Object location annotation data
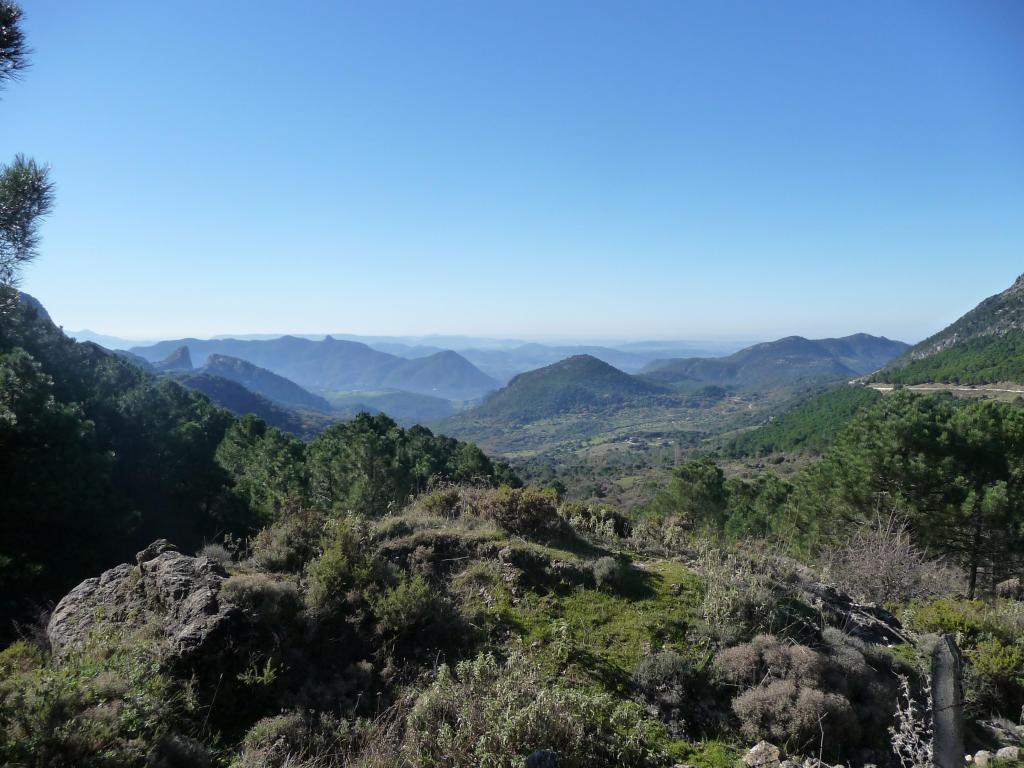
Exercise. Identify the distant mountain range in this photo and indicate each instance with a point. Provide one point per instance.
(241, 400)
(335, 365)
(777, 363)
(263, 382)
(984, 346)
(578, 383)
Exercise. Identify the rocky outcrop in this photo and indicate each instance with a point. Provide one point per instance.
(1010, 589)
(762, 755)
(866, 622)
(174, 595)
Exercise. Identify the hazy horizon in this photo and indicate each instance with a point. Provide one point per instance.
(580, 171)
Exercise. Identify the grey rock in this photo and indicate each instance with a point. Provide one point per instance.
(947, 696)
(1011, 588)
(157, 548)
(174, 593)
(867, 622)
(762, 755)
(543, 759)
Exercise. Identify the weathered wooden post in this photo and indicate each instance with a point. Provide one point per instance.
(947, 704)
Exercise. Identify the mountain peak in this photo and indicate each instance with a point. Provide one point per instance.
(179, 359)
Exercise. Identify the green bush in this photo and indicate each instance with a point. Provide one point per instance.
(665, 682)
(412, 605)
(489, 714)
(345, 562)
(272, 601)
(526, 512)
(109, 704)
(290, 543)
(294, 739)
(607, 572)
(596, 519)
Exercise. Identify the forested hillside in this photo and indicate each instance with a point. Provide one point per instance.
(181, 587)
(333, 365)
(783, 361)
(984, 346)
(811, 426)
(98, 451)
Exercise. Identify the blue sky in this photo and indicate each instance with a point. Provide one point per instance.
(534, 169)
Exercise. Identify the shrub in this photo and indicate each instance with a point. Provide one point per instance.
(664, 681)
(527, 512)
(290, 543)
(486, 713)
(412, 605)
(881, 563)
(344, 563)
(445, 501)
(743, 595)
(996, 675)
(767, 657)
(107, 704)
(793, 693)
(216, 552)
(294, 739)
(272, 601)
(796, 716)
(596, 519)
(607, 572)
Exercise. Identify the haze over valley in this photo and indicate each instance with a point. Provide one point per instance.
(665, 421)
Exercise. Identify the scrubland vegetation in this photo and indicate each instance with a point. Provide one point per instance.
(382, 596)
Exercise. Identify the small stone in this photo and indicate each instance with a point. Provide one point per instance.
(762, 755)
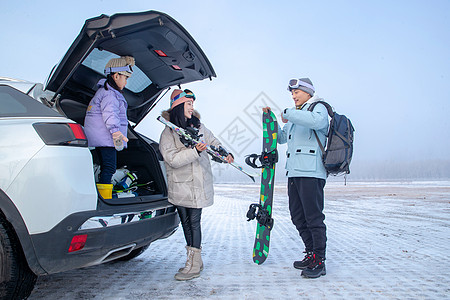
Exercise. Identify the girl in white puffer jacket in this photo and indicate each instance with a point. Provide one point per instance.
(189, 176)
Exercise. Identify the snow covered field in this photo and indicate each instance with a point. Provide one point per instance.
(385, 241)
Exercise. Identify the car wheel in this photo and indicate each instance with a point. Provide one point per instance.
(134, 253)
(16, 279)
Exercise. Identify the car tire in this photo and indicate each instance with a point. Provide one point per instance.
(16, 279)
(134, 253)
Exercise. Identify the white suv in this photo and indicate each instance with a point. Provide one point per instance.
(52, 218)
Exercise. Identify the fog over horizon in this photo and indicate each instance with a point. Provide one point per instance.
(383, 64)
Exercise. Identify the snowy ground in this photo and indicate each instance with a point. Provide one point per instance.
(385, 241)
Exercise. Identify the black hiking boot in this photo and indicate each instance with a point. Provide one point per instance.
(305, 262)
(316, 268)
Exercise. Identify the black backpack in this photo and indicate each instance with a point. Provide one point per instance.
(339, 147)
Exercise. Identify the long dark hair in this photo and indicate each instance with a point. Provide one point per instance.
(177, 117)
(111, 82)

Short problem: Copy out the material from the line containing "Exercise. Identify the snowy" through the end of the material, substituting "dark rucksack" for "black backpack" and leaving every other part unchanged.

Response:
Exercise. Identify the snowy ground in this photo and indicate each instance with a point. Provide one point per instance.
(385, 241)
Exercise. Identify the black hiking boot in this photo and indicate each instance with a point. Provide one point per instance.
(305, 262)
(316, 268)
Exercise. Identify the dark rucksack in this photo and indicate each instance with a point. Provide one point per instance.
(339, 147)
Exercise. Identify the long dark hair in this photo and indicate each instance with a point. Provide one point per instance.
(177, 117)
(111, 82)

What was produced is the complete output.